> _PROBLEM TO SOLVE_: Print the part of the listing that opens with the line containing "TARGET: man's dark suit" and closes with the line containing "[(162, 125)]", reproducing every line exactly, both end lines included.

> _MATERIALS PROVIDED_:
......

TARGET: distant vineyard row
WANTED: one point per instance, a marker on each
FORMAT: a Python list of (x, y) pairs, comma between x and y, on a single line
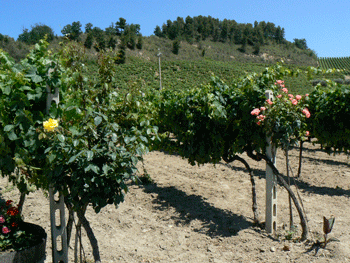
[(337, 63)]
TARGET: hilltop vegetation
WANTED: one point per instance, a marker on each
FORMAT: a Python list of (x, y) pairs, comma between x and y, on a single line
[(192, 49)]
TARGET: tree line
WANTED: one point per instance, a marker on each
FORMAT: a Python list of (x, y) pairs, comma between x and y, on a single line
[(120, 34), (226, 31)]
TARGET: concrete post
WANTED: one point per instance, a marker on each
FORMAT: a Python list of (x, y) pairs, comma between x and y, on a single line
[(271, 182), (58, 230)]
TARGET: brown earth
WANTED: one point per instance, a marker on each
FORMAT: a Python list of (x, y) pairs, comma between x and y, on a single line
[(203, 213)]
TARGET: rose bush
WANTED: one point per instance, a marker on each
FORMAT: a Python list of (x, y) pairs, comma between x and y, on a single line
[(284, 117)]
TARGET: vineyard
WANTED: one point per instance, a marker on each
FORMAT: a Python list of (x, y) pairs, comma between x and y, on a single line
[(110, 117), (342, 63)]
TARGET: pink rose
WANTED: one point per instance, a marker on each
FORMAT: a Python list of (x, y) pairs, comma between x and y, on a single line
[(261, 117), (255, 112), (280, 83), (5, 230), (306, 112)]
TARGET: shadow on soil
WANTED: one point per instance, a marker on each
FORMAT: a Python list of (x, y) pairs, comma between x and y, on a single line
[(215, 221), (321, 190)]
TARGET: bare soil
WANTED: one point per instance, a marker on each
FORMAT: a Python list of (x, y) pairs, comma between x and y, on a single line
[(203, 213)]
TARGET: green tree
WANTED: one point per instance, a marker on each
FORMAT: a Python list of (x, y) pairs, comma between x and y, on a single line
[(176, 46), (72, 31), (39, 31), (158, 32), (88, 28), (139, 42), (99, 36), (89, 41), (300, 43), (112, 42), (120, 26)]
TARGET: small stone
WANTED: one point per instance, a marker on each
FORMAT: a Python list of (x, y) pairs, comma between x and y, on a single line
[(286, 248)]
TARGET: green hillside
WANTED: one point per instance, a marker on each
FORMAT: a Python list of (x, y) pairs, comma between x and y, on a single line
[(192, 50)]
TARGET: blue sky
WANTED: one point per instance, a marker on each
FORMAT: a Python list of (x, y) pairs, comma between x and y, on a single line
[(325, 24)]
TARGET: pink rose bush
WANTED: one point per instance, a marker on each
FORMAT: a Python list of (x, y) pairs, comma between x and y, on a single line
[(284, 116)]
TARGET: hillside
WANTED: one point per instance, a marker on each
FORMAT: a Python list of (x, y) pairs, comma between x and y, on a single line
[(193, 65)]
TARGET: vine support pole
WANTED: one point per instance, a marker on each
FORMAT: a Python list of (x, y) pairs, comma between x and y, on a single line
[(271, 183), (58, 225)]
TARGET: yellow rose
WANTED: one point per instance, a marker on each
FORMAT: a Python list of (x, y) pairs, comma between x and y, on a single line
[(50, 125)]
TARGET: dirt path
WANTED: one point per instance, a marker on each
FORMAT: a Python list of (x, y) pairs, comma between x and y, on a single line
[(203, 213)]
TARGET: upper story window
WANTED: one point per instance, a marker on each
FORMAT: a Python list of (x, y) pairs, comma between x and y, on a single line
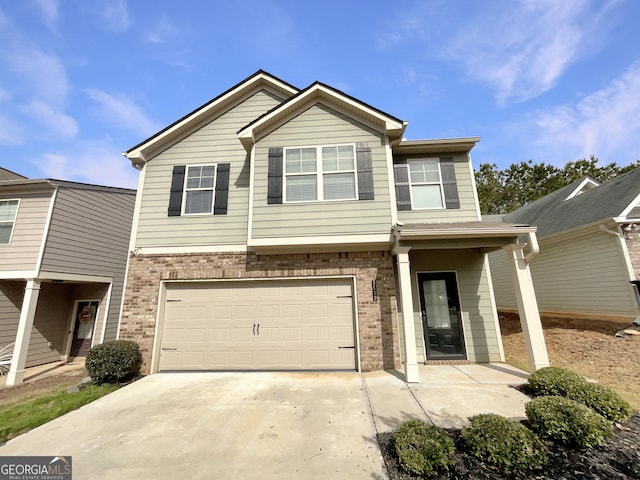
[(426, 183), (8, 212), (320, 173), (199, 189)]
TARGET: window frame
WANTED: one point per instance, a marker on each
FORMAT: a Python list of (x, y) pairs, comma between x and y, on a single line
[(186, 189), (15, 216), (320, 173), (439, 183)]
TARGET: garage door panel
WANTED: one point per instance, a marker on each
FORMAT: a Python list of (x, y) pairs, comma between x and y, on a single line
[(302, 325)]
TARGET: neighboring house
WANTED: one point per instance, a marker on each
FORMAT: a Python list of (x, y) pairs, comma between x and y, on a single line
[(278, 228), (63, 254), (589, 250)]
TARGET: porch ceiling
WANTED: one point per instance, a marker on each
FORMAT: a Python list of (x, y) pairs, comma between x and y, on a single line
[(486, 235)]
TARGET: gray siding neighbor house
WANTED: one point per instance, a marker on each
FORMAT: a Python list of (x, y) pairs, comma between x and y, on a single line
[(279, 228), (589, 262), (63, 254)]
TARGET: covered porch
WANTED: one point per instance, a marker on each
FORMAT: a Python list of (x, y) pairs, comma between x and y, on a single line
[(447, 312), (48, 321)]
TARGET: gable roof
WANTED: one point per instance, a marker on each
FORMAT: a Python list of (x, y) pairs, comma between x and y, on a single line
[(141, 152), (320, 92), (556, 212)]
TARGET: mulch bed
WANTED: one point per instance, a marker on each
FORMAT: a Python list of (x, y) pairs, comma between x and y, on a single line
[(618, 458)]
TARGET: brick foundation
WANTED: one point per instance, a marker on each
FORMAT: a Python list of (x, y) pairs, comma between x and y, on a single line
[(378, 327)]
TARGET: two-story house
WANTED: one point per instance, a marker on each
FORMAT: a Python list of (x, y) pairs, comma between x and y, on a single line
[(63, 254), (278, 228)]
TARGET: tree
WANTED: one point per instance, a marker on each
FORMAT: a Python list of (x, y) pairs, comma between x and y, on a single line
[(503, 191)]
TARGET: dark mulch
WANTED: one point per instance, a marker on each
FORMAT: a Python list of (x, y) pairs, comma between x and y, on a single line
[(619, 458)]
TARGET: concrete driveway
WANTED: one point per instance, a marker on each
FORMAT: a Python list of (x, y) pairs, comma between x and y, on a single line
[(260, 425)]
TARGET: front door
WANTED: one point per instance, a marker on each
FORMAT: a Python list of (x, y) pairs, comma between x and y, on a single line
[(85, 323), (441, 319)]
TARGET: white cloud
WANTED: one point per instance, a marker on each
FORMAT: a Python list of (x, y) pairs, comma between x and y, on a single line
[(122, 111), (115, 16), (58, 122), (521, 49), (10, 132), (605, 123), (49, 10), (91, 163), (44, 72)]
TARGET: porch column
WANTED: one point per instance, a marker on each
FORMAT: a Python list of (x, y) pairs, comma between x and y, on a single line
[(527, 308), (21, 348), (411, 372)]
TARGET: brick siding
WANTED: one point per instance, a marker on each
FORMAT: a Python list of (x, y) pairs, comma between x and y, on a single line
[(378, 327)]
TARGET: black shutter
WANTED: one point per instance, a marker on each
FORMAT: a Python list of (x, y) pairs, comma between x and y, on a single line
[(365, 171), (403, 189), (175, 194), (222, 189), (449, 184), (274, 189)]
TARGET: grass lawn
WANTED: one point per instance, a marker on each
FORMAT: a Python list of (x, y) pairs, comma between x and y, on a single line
[(22, 417)]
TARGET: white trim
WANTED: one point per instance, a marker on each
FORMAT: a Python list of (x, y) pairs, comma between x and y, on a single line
[(634, 203), (162, 294), (107, 303), (15, 218), (45, 232), (579, 188), (199, 189), (393, 201), (18, 275), (190, 249), (492, 300), (70, 277), (464, 333), (472, 174), (322, 240), (137, 207)]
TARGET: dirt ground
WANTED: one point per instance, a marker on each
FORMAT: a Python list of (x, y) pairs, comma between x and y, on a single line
[(588, 347), (42, 386)]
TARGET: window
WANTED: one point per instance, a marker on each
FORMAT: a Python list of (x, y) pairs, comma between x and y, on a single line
[(320, 173), (199, 189), (426, 183), (8, 211)]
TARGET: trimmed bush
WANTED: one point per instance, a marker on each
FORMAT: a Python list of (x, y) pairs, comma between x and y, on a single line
[(114, 361), (549, 381), (603, 400), (503, 442), (567, 421), (423, 448)]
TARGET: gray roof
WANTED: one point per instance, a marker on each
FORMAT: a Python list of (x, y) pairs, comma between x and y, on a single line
[(553, 214)]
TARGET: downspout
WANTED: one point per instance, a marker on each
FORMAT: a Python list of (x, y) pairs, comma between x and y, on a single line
[(534, 248)]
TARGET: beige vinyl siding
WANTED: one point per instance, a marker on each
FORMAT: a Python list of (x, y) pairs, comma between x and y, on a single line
[(11, 295), (22, 253), (321, 125), (584, 275), (49, 323), (215, 142), (467, 211), (89, 235), (478, 315)]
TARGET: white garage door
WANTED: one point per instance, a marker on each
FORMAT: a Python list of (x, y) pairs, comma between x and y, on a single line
[(259, 325)]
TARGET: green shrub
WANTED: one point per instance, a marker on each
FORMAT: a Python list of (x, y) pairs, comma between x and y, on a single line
[(603, 400), (550, 381), (423, 448), (114, 361), (503, 442), (567, 421)]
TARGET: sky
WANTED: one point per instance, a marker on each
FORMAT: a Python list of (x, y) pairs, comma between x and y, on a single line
[(551, 81)]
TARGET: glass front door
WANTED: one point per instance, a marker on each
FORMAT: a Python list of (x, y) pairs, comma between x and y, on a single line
[(441, 319)]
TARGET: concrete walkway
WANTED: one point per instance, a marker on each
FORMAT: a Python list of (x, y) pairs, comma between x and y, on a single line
[(262, 425)]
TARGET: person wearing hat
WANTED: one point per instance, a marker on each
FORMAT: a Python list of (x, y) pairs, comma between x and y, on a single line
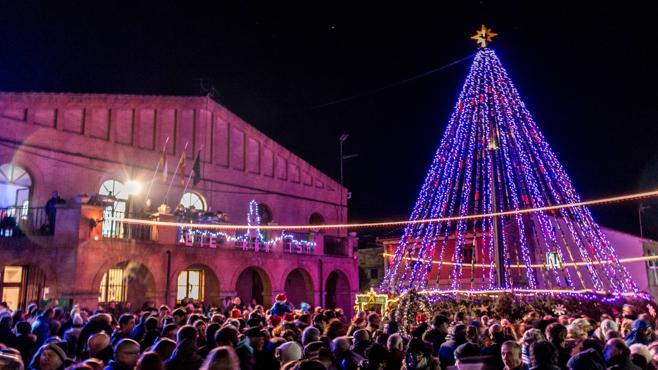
[(281, 306), (50, 357), (126, 354)]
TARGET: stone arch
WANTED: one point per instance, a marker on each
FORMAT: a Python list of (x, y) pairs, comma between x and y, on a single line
[(137, 281), (338, 290), (211, 283), (34, 280), (254, 283), (299, 287)]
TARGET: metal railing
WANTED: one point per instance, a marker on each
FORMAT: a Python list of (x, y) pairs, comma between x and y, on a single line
[(119, 230), (20, 221), (335, 246)]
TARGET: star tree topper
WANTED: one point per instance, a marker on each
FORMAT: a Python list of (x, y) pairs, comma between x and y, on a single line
[(483, 36)]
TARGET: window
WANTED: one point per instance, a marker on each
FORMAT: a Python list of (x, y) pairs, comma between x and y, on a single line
[(113, 286), (116, 189), (190, 285), (193, 200), (15, 184), (12, 281)]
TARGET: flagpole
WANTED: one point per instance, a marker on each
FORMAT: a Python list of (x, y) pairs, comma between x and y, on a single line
[(157, 167), (187, 183), (164, 200)]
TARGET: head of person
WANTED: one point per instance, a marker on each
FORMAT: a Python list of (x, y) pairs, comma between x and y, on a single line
[(126, 323), (126, 352), (310, 334), (150, 361), (511, 354), (227, 336), (186, 333), (340, 345), (256, 338), (395, 342), (51, 357), (418, 355), (615, 351), (441, 323), (221, 358), (556, 333), (459, 333), (288, 351), (544, 353)]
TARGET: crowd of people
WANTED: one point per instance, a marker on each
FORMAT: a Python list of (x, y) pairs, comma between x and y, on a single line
[(238, 337)]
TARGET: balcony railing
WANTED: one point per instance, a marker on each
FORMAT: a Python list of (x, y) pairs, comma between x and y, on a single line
[(119, 230), (335, 246), (20, 221)]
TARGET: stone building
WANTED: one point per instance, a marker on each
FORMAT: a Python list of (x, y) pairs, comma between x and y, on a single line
[(83, 145)]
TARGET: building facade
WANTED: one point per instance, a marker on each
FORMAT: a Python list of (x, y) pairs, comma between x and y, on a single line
[(629, 248), (91, 147)]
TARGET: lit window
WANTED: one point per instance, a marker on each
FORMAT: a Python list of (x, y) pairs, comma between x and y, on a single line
[(116, 189), (193, 200), (12, 279), (113, 286), (190, 285)]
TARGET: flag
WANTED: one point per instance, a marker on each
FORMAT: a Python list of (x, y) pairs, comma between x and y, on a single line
[(197, 169), (165, 171), (181, 165)]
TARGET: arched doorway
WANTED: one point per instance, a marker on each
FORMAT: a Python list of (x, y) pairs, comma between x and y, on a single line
[(299, 287), (253, 283), (21, 284), (337, 291), (198, 282), (127, 282)]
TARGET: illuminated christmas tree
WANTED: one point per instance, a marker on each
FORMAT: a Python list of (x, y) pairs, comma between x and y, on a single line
[(493, 158)]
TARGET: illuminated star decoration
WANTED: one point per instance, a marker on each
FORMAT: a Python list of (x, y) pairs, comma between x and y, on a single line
[(483, 36)]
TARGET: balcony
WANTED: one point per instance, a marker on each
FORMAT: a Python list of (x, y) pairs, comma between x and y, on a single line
[(78, 223), (20, 221)]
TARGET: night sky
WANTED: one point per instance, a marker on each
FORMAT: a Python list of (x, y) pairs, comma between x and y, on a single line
[(588, 75)]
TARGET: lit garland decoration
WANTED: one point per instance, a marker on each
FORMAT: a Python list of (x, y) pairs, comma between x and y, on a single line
[(494, 162), (253, 239)]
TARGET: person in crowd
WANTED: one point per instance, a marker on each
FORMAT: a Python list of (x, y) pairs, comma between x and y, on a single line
[(544, 355), (617, 355), (641, 332), (25, 342), (50, 357), (438, 333), (126, 355), (556, 333), (221, 358), (185, 355), (42, 326), (510, 353), (447, 349), (281, 305), (150, 361), (126, 326)]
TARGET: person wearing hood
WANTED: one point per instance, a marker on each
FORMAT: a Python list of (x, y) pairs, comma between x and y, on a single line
[(605, 326), (588, 359), (185, 355), (126, 354), (281, 306), (617, 355), (50, 357), (640, 333)]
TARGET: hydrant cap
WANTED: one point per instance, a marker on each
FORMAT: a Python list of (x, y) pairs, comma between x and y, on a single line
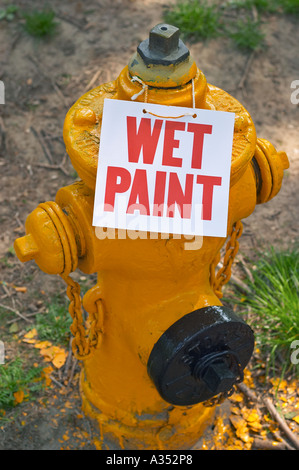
[(162, 60), (163, 47), (201, 355)]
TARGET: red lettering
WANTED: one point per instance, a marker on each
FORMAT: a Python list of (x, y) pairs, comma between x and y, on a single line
[(139, 192), (159, 193), (170, 143), (177, 196), (208, 183), (199, 130), (113, 186), (143, 139)]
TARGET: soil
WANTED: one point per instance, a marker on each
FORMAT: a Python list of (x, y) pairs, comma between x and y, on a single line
[(43, 78)]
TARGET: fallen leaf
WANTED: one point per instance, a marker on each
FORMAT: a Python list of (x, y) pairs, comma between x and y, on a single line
[(43, 345), (31, 334), (242, 431), (21, 289), (30, 337), (19, 396)]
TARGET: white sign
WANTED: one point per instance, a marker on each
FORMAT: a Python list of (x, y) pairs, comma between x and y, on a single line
[(163, 169)]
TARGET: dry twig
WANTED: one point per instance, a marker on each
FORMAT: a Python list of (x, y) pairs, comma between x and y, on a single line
[(273, 411)]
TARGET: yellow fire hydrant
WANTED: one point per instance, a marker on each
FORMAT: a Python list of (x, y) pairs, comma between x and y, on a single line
[(158, 349)]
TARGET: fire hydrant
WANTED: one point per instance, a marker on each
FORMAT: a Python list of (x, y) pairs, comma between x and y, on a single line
[(158, 350)]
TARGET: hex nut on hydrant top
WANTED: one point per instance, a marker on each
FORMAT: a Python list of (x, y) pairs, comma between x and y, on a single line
[(159, 351)]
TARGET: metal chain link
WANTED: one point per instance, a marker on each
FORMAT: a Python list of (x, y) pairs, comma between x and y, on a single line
[(219, 399), (224, 273), (217, 281), (85, 332)]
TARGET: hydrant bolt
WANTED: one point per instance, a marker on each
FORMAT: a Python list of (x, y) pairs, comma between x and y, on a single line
[(163, 47)]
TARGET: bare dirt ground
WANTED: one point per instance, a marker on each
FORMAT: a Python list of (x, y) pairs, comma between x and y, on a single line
[(43, 78)]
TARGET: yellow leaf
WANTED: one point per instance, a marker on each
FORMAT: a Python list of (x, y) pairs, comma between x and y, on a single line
[(19, 396), (31, 334), (43, 344), (21, 289), (59, 358)]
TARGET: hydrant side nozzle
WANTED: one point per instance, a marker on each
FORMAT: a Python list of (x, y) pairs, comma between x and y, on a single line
[(268, 165), (49, 240), (26, 248), (284, 160)]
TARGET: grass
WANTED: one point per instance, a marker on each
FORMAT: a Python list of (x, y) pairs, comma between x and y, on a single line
[(200, 20), (54, 324), (247, 35), (40, 23), (274, 306), (18, 382), (196, 20)]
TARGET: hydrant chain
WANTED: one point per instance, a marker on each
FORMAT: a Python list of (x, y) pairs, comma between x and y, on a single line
[(232, 247), (85, 338)]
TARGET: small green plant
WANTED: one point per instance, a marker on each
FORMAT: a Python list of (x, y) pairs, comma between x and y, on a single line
[(196, 20), (247, 35), (54, 324), (275, 306), (40, 23), (18, 383), (8, 13)]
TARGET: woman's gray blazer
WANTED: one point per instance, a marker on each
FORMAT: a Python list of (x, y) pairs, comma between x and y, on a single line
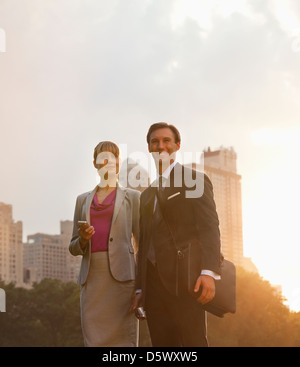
[(123, 237)]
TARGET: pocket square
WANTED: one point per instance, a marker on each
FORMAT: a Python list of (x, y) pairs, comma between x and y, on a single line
[(174, 195)]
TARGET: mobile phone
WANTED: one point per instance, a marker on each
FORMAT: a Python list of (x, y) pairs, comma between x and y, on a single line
[(140, 313), (81, 223)]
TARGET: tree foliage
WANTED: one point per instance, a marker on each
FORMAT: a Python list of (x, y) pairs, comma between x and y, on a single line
[(48, 315)]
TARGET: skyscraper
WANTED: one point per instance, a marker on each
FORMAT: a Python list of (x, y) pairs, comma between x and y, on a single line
[(220, 166), (11, 247)]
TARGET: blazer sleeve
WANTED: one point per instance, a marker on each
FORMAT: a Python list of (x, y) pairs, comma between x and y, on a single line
[(208, 228), (74, 247)]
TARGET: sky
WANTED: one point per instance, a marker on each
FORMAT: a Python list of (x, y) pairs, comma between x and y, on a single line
[(225, 72)]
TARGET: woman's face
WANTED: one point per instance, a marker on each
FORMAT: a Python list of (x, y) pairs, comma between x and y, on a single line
[(107, 164)]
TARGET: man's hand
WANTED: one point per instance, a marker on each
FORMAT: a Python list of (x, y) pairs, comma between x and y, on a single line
[(207, 285), (136, 301)]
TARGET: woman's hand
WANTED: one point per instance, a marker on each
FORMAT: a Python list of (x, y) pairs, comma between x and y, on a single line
[(85, 232)]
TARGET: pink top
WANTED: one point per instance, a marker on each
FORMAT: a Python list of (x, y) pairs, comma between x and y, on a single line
[(101, 216)]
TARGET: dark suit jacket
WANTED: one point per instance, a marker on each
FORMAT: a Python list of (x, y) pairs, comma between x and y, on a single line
[(189, 219)]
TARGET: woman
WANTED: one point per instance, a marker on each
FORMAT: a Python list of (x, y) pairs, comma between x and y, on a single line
[(107, 243)]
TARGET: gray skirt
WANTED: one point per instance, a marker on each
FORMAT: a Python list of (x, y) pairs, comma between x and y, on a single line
[(105, 303)]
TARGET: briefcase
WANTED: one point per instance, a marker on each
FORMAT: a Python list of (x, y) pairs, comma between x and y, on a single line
[(187, 274), (225, 296)]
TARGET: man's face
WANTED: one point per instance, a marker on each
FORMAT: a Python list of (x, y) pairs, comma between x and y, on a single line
[(162, 141)]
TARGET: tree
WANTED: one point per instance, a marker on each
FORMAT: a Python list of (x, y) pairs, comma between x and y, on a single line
[(261, 320)]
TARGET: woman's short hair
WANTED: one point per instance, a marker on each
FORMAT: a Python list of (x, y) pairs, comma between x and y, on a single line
[(106, 146), (162, 125)]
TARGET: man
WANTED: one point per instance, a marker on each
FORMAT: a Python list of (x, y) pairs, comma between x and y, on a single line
[(171, 224)]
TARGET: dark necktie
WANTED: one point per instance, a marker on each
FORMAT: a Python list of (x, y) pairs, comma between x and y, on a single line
[(157, 217)]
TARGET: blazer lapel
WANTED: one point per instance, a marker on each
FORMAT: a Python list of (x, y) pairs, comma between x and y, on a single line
[(89, 200), (149, 201), (120, 196)]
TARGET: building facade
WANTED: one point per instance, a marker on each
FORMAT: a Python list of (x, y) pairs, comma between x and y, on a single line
[(220, 166), (11, 247), (48, 256)]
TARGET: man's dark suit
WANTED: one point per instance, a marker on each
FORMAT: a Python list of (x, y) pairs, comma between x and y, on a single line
[(176, 320)]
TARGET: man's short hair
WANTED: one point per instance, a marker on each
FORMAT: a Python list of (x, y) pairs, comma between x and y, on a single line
[(162, 125)]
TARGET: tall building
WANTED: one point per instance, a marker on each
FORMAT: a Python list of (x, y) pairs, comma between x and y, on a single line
[(220, 166), (11, 247), (47, 256)]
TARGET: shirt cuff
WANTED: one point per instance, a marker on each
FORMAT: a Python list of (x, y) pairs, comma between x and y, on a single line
[(211, 274)]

......

> _THE RESPONSE_:
TARGET: man's dark suit
WANTED: one point per instance, a marker on each
FORMAT: a Python list of (x, y) pairs, comma between x and y, on a single line
[(176, 320)]
TARGET: man's short hair
WANTED: one point per instance, a marker on each
FORMAT: a Python list of (x, y) pairs, comma between x and y, on a single line
[(162, 125)]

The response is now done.